Rows from a dataset
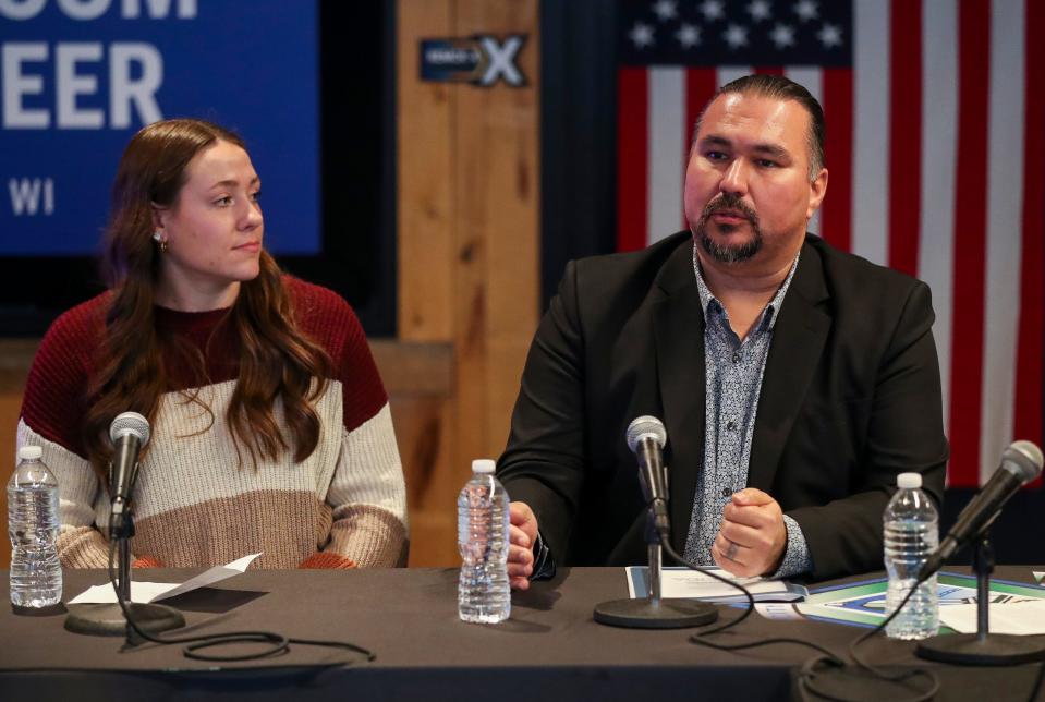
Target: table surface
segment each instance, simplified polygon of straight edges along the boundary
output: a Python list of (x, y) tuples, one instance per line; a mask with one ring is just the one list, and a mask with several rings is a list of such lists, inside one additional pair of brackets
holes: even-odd
[[(998, 577), (1033, 582), (1031, 567), (999, 568)], [(180, 582), (198, 570), (137, 570), (137, 580)], [(100, 570), (66, 570), (65, 598), (105, 582)], [(501, 625), (470, 625), (457, 616), (457, 569), (248, 570), (199, 594), (183, 607), (193, 633), (264, 629), (287, 637), (342, 640), (372, 650), (375, 662), (337, 666), (344, 654), (293, 645), (265, 662), (211, 663), (185, 658), (181, 646), (145, 644), (121, 651), (121, 638), (74, 634), (64, 616), (0, 612), (0, 699), (339, 699), (347, 690), (374, 699), (600, 700), (694, 699), (694, 691), (734, 699), (788, 699), (795, 675), (814, 654), (795, 644), (738, 653), (694, 645), (694, 630), (632, 630), (592, 619), (595, 604), (624, 597), (620, 568), (562, 568), (549, 582), (512, 597)], [(3, 579), (7, 596), (7, 578)], [(839, 581), (840, 582), (840, 581)], [(235, 604), (230, 604), (235, 603)], [(198, 607), (211, 612), (189, 610)], [(230, 608), (231, 607), (231, 608)], [(217, 609), (217, 612), (215, 612)], [(222, 612), (223, 609), (223, 612)], [(720, 607), (720, 620), (740, 614)], [(847, 656), (865, 629), (823, 621), (768, 620), (752, 614), (719, 640), (750, 642), (788, 637)], [(168, 634), (175, 636), (175, 634)], [(863, 650), (876, 664), (933, 669), (938, 699), (1025, 700), (1038, 666), (959, 668), (920, 661), (914, 644), (876, 637)], [(319, 669), (313, 666), (333, 665)], [(858, 686), (860, 687), (860, 686)], [(867, 686), (862, 686), (870, 689)], [(9, 694), (10, 693), (10, 694)], [(868, 699), (880, 699), (877, 692)], [(892, 690), (895, 700), (904, 695)], [(353, 695), (354, 697), (354, 695)], [(703, 695), (702, 695), (703, 697)]]

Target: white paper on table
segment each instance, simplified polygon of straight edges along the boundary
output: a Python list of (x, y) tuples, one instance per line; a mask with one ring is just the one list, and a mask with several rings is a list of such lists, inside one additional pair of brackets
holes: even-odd
[[(231, 564), (226, 566), (215, 566), (214, 568), (199, 573), (195, 578), (190, 578), (181, 584), (177, 582), (137, 582), (132, 578), (131, 602), (148, 603), (156, 602), (158, 600), (167, 600), (168, 597), (173, 597), (174, 595), (180, 595), (184, 592), (196, 590), (197, 588), (205, 588), (218, 581), (231, 578), (232, 576), (239, 576), (241, 572), (246, 570), (246, 567), (251, 565), (251, 561), (260, 555), (262, 554), (259, 553), (253, 554), (251, 556), (244, 556), (243, 558), (233, 560)], [(116, 601), (117, 593), (112, 589), (112, 583), (107, 582), (104, 585), (93, 585), (87, 588), (87, 590), (70, 600), (66, 604), (109, 604), (114, 603)]]
[(755, 612), (766, 619), (805, 619), (790, 602), (756, 602)]
[[(645, 566), (628, 566), (624, 570), (628, 579), (628, 594), (633, 600), (645, 597), (648, 569)], [(704, 572), (708, 570), (743, 585), (760, 602), (801, 602), (809, 596), (809, 591), (804, 586), (783, 580), (738, 578), (717, 567), (691, 570), (681, 566), (669, 566), (660, 570), (660, 596), (706, 600), (726, 604), (748, 601), (736, 588)]]
[[(1045, 633), (1045, 600), (993, 602), (987, 612), (991, 633)], [(939, 620), (959, 633), (975, 633), (976, 605), (941, 606)]]

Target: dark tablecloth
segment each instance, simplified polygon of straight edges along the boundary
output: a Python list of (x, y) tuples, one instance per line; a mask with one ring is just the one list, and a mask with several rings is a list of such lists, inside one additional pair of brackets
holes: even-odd
[[(137, 570), (136, 580), (179, 582), (198, 571)], [(1030, 567), (999, 577), (1032, 582)], [(265, 662), (215, 664), (185, 658), (181, 646), (145, 644), (122, 652), (119, 638), (66, 632), (64, 617), (0, 613), (0, 700), (775, 700), (794, 697), (795, 674), (813, 654), (793, 644), (728, 653), (689, 642), (692, 630), (629, 630), (592, 619), (596, 603), (627, 596), (621, 569), (560, 569), (512, 598), (502, 625), (457, 616), (455, 569), (350, 571), (251, 570), (189, 595), (193, 632), (265, 629), (288, 637), (351, 641), (374, 663), (336, 664), (344, 654), (293, 645)], [(2, 591), (7, 596), (7, 576)], [(105, 582), (102, 571), (65, 571), (65, 597)], [(229, 607), (230, 602), (239, 602)], [(224, 604), (222, 604), (224, 603)], [(740, 610), (721, 607), (721, 618)], [(768, 620), (752, 614), (730, 642), (790, 637), (844, 656), (864, 629), (818, 621)], [(175, 636), (175, 634), (170, 634)], [(722, 637), (724, 639), (726, 637)], [(1025, 700), (1036, 665), (959, 668), (916, 659), (913, 644), (876, 638), (875, 663), (923, 666), (940, 677), (945, 700)], [(880, 699), (873, 687), (868, 699)], [(898, 699), (898, 698), (894, 698)]]

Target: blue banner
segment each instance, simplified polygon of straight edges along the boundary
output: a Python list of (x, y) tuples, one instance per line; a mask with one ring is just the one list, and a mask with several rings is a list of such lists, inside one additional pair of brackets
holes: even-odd
[(246, 141), (266, 246), (320, 250), (313, 1), (0, 0), (0, 256), (92, 255), (120, 155), (145, 124)]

◆ Set exercise:
Recast every line of the records above as a JSON list of strings, one string per line, with blank lines omitted. Leave out the pictures.

◆ Result of this exercise:
[
  "Target: table surface",
  "segment each instance, simplified polygon of straight edges along the boundary",
  "output: a Python list of (x, y) tuples, one instance per line; a mask with one ring is just the one list, and a mask with several rings is a list of such lists, inside one additional pair of brackets",
  "holes: even-odd",
  "[[(998, 577), (1033, 582), (1031, 567), (999, 568)], [(180, 582), (198, 570), (137, 570), (137, 580)], [(100, 570), (66, 570), (65, 598), (105, 582)], [(501, 625), (470, 625), (457, 616), (457, 569), (248, 570), (199, 594), (183, 607), (193, 633), (264, 629), (287, 637), (342, 640), (372, 650), (375, 662), (337, 666), (344, 654), (293, 645), (265, 662), (211, 663), (185, 658), (181, 646), (145, 644), (121, 651), (121, 638), (74, 634), (64, 616), (0, 612), (0, 699), (339, 699), (347, 690), (374, 699), (600, 700), (694, 699), (694, 691), (734, 699), (788, 699), (795, 675), (814, 654), (795, 644), (738, 653), (694, 645), (694, 630), (632, 630), (592, 619), (595, 604), (624, 597), (620, 568), (562, 568), (549, 582), (512, 597)], [(3, 579), (7, 596), (7, 578)], [(839, 581), (840, 582), (840, 581)], [(235, 604), (230, 604), (235, 603)], [(198, 607), (211, 612), (189, 610)], [(230, 608), (231, 607), (231, 608)], [(217, 609), (217, 612), (215, 612)], [(222, 612), (223, 609), (223, 612)], [(720, 607), (720, 620), (740, 614)], [(847, 656), (865, 629), (823, 621), (768, 620), (752, 614), (719, 640), (750, 642), (788, 637)], [(168, 634), (175, 636), (175, 634)], [(863, 650), (876, 664), (933, 669), (938, 699), (1025, 700), (1038, 666), (959, 668), (920, 661), (914, 644), (876, 637)], [(319, 669), (313, 666), (333, 665)], [(858, 686), (860, 687), (860, 686)], [(867, 686), (862, 686), (870, 689)], [(9, 694), (10, 693), (10, 694)], [(868, 699), (880, 699), (877, 692)], [(892, 690), (895, 700), (904, 695)], [(353, 695), (354, 697), (354, 695)], [(703, 695), (702, 695), (703, 697)]]",
  "Target: white paper on table",
  "segment each instance, simplified polygon of straight edges along the boundary",
  "output: a Python list of (x, y) tuples, one instance per line; a mask with one ring is just the one list, and a mask with several rings is a list of such lists, inside one additional pair of brackets",
  "holes: even-odd",
  "[[(231, 564), (226, 566), (215, 566), (214, 568), (199, 573), (195, 578), (190, 578), (181, 584), (177, 582), (137, 582), (132, 578), (131, 602), (148, 603), (156, 602), (158, 600), (167, 600), (168, 597), (173, 597), (174, 595), (180, 595), (184, 592), (196, 590), (197, 588), (205, 588), (218, 581), (231, 578), (232, 576), (239, 576), (241, 572), (246, 570), (246, 567), (251, 565), (251, 561), (260, 555), (262, 554), (259, 553), (253, 554), (251, 556), (244, 556), (243, 558), (233, 560)], [(116, 601), (117, 593), (112, 589), (112, 583), (107, 582), (104, 585), (93, 585), (87, 588), (87, 590), (70, 600), (66, 604), (109, 604), (114, 603)]]",
  "[(755, 612), (766, 619), (805, 619), (790, 602), (756, 602)]",
  "[[(645, 566), (628, 566), (624, 570), (628, 579), (628, 594), (633, 600), (645, 597), (648, 569)], [(704, 572), (708, 570), (743, 585), (760, 602), (801, 602), (809, 596), (809, 591), (804, 586), (783, 580), (738, 578), (717, 567), (691, 570), (681, 566), (669, 566), (660, 570), (660, 596), (706, 600), (726, 604), (748, 601), (736, 588)]]",
  "[[(1045, 633), (1045, 600), (993, 602), (987, 612), (991, 633)], [(939, 620), (959, 633), (975, 633), (976, 605), (941, 606)]]",
  "Target: dark tablecloth",
  "segment each instance, simplified polygon of straight edges along the boundary",
  "output: a Python list of (x, y) tuples, one instance per line; a mask with one ring is just the one list, and a mask with several rings is a list of such lists, inside one additional pair of brackets",
  "holes: even-odd",
  "[[(137, 570), (136, 580), (179, 582), (198, 571)], [(1030, 567), (999, 577), (1032, 582)], [(265, 662), (215, 664), (185, 658), (181, 646), (145, 644), (122, 652), (119, 638), (66, 632), (64, 617), (0, 613), (0, 700), (775, 700), (794, 697), (795, 674), (813, 654), (793, 644), (728, 653), (689, 642), (692, 630), (629, 630), (592, 619), (596, 603), (627, 596), (621, 569), (560, 569), (512, 598), (502, 625), (457, 616), (455, 569), (350, 571), (251, 570), (189, 595), (193, 632), (265, 629), (288, 637), (351, 641), (374, 663), (336, 664), (344, 654), (293, 645)], [(2, 591), (7, 596), (7, 576)], [(105, 582), (102, 571), (65, 571), (65, 597)], [(229, 607), (230, 602), (239, 602)], [(224, 604), (222, 604), (224, 603)], [(740, 610), (721, 607), (721, 618)], [(768, 620), (752, 614), (730, 642), (790, 637), (844, 656), (864, 629), (818, 621)], [(175, 636), (175, 634), (170, 634)], [(722, 637), (724, 639), (726, 637)], [(1025, 700), (1036, 665), (959, 668), (916, 659), (913, 644), (876, 638), (875, 663), (923, 666), (940, 677), (945, 700)], [(880, 699), (873, 687), (868, 699)], [(898, 699), (898, 698), (894, 698)]]",
  "Target: blue banner",
  "segment each instance, simplified polygon of straight edges along the boundary",
  "output: a Python list of (x, y) tuples, one instance per line; a mask with one ring is just the one list, and a mask with several rings is a list of such lists, inside one additional pair of brackets",
  "holes: even-odd",
  "[(246, 141), (266, 246), (320, 250), (313, 1), (0, 0), (0, 256), (92, 255), (120, 155), (145, 124)]"
]